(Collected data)
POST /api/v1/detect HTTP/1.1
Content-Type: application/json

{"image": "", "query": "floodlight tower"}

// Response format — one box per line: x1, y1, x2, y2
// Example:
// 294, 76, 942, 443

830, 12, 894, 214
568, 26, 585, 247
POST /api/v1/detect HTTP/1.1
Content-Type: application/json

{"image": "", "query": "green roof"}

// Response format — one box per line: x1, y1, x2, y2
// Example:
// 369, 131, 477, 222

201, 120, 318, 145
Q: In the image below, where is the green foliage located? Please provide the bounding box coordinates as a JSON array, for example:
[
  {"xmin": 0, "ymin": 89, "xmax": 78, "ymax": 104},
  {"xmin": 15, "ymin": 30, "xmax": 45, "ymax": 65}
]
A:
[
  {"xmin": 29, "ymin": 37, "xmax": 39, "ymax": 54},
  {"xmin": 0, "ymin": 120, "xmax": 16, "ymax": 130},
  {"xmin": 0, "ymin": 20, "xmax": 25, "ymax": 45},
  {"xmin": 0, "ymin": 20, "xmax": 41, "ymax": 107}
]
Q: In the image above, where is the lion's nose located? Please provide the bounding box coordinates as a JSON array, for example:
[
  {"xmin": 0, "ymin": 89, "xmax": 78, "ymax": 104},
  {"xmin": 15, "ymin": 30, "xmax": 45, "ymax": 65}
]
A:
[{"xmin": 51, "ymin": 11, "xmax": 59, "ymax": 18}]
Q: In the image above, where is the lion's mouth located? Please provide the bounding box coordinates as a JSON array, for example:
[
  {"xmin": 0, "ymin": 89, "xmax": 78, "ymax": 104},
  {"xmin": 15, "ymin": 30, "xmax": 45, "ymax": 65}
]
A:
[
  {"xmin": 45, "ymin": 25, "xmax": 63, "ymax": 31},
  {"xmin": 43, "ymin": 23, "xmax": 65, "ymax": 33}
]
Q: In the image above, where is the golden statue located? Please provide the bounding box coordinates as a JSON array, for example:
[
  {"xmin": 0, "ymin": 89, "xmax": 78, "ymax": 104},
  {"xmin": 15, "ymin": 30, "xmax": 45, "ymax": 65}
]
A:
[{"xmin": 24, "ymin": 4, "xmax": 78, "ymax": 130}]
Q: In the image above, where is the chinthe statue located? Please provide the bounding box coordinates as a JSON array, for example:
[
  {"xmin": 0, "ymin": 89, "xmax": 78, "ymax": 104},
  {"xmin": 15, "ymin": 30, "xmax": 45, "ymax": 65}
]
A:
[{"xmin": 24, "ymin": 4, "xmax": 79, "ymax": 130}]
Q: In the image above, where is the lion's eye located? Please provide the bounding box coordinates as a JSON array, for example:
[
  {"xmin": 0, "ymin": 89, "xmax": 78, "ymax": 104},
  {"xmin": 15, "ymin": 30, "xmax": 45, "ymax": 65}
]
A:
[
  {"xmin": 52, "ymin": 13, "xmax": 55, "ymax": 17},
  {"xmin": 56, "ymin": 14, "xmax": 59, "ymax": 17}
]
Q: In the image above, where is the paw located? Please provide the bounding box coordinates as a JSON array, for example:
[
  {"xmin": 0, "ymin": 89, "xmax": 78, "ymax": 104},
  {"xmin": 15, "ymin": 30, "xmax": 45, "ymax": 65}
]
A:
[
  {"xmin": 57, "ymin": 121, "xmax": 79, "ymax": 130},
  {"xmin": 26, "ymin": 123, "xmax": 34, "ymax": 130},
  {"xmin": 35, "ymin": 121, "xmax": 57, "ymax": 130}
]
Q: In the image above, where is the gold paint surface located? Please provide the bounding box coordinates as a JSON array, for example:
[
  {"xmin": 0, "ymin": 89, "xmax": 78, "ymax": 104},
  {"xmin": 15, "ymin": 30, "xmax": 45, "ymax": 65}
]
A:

= What to work on =
Write the records above out again, exactly as they are.

= Answer to the exercise =
POST /api/v1/detect HTTP/1.1
Content-Type: application/json

{"image": "", "query": "floodlight tower"}

// Response format — one box per line: x1, y1, x2, y2
// Example:
// 294, 76, 942, 443

830, 12, 894, 214
568, 26, 585, 247
POST /api/v1/detect HTTP/1.1
Content-Type: application/json

{"image": "", "query": "green roof"}

// Response format — one box per line: x1, y1, x2, y2
// Example:
// 369, 131, 477, 222

201, 120, 318, 145
Q: In the image below, where is the green foliage located? Please provide the bounding box coordinates as a JSON array, for example:
[
  {"xmin": 0, "ymin": 89, "xmax": 78, "ymax": 104},
  {"xmin": 15, "ymin": 30, "xmax": 45, "ymax": 65}
]
A:
[
  {"xmin": 29, "ymin": 37, "xmax": 39, "ymax": 54},
  {"xmin": 0, "ymin": 120, "xmax": 16, "ymax": 130},
  {"xmin": 0, "ymin": 20, "xmax": 25, "ymax": 45},
  {"xmin": 0, "ymin": 20, "xmax": 41, "ymax": 107}
]
Q: In the image above, where is the lion's nose located? Please provide the bounding box coordinates as a JSON array, for example:
[
  {"xmin": 0, "ymin": 89, "xmax": 78, "ymax": 104},
  {"xmin": 15, "ymin": 30, "xmax": 45, "ymax": 65}
]
A:
[{"xmin": 51, "ymin": 11, "xmax": 59, "ymax": 18}]
Q: In the image above, where is the lion's mouth located? Please provide the bounding box coordinates as a JSON array, for example:
[
  {"xmin": 0, "ymin": 89, "xmax": 78, "ymax": 104},
  {"xmin": 15, "ymin": 30, "xmax": 45, "ymax": 65}
]
A:
[
  {"xmin": 45, "ymin": 25, "xmax": 63, "ymax": 31},
  {"xmin": 43, "ymin": 23, "xmax": 65, "ymax": 33}
]
Q: In the image above, where is the golden statue located? Please provide the bounding box coordinates as a JSON array, for example:
[
  {"xmin": 0, "ymin": 89, "xmax": 78, "ymax": 104},
  {"xmin": 15, "ymin": 30, "xmax": 45, "ymax": 65}
]
A:
[{"xmin": 24, "ymin": 4, "xmax": 78, "ymax": 130}]
Q: In the image above, where is the chinthe statue located? Please provide the bounding box coordinates as a JSON array, for example:
[
  {"xmin": 0, "ymin": 89, "xmax": 78, "ymax": 104},
  {"xmin": 15, "ymin": 30, "xmax": 45, "ymax": 65}
]
A:
[{"xmin": 24, "ymin": 4, "xmax": 79, "ymax": 130}]
Q: In the image above, where is the lion's eye located? Please provide the bounding box coordinates as a JSON array, for example:
[
  {"xmin": 0, "ymin": 89, "xmax": 78, "ymax": 104},
  {"xmin": 15, "ymin": 30, "xmax": 45, "ymax": 65}
]
A:
[
  {"xmin": 52, "ymin": 13, "xmax": 55, "ymax": 17},
  {"xmin": 56, "ymin": 14, "xmax": 59, "ymax": 17}
]
Q: In the image above, where is the paw located? Please provide the bounding box coordinates as a JSON array, for example:
[
  {"xmin": 0, "ymin": 89, "xmax": 78, "ymax": 104},
  {"xmin": 15, "ymin": 30, "xmax": 45, "ymax": 65}
]
A:
[
  {"xmin": 57, "ymin": 121, "xmax": 79, "ymax": 130},
  {"xmin": 26, "ymin": 123, "xmax": 34, "ymax": 130},
  {"xmin": 35, "ymin": 121, "xmax": 57, "ymax": 130}
]
Q: In the image above, where is the gold paint surface located? Please provide the bounding box coordinates as a JSON array, for example:
[
  {"xmin": 0, "ymin": 89, "xmax": 78, "ymax": 104},
  {"xmin": 15, "ymin": 30, "xmax": 45, "ymax": 65}
]
A:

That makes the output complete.